■ What you have to do
Starting at the line that has "Find the baby lemur's eye" and continuing to the end of the items, write every line out again, requests included. Add 111 to each coordinate in the answers only.

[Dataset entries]
--- Start ---
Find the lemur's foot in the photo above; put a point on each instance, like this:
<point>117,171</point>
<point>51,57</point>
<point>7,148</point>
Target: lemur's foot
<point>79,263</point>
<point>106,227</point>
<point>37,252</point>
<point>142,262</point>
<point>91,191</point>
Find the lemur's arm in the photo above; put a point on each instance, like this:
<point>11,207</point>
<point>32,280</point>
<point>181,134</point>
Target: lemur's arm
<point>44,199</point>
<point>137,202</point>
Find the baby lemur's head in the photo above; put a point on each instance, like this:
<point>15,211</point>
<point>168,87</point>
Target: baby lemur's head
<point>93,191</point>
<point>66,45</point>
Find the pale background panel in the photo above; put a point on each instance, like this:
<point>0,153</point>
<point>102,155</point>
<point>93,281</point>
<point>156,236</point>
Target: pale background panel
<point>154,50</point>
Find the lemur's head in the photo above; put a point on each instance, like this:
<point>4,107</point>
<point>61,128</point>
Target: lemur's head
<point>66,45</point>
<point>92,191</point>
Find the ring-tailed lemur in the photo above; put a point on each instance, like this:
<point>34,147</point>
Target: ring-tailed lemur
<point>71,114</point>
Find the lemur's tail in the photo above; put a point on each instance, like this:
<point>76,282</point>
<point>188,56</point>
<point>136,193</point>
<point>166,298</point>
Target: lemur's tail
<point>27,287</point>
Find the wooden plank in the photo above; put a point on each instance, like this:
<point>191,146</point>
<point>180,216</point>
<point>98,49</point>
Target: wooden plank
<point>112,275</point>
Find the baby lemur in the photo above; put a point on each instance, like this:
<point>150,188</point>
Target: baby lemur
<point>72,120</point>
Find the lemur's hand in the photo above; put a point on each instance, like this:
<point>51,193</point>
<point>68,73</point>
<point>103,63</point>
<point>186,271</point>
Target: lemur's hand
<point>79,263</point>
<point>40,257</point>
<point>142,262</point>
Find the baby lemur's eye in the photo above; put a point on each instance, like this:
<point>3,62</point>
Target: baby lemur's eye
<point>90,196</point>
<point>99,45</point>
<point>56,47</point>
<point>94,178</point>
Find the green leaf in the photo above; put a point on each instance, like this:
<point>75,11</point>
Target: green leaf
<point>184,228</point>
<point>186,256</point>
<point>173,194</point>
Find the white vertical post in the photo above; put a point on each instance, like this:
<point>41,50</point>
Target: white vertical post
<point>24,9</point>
--- End ---
■ Problem solution
Find the baby lemur's eye in the photo above; put a point on each instance, like this:
<point>3,62</point>
Target: baby lemur's eye
<point>201,307</point>
<point>210,156</point>
<point>167,158</point>
<point>205,289</point>
Find the green leaf in the photo above; put a point on each instance, like this:
<point>75,11</point>
Target: green leaf
<point>295,339</point>
<point>297,367</point>
<point>284,305</point>
Find the white vertical post in the photo above; put a point on each instance, like this:
<point>41,50</point>
Target: white vertical post
<point>135,120</point>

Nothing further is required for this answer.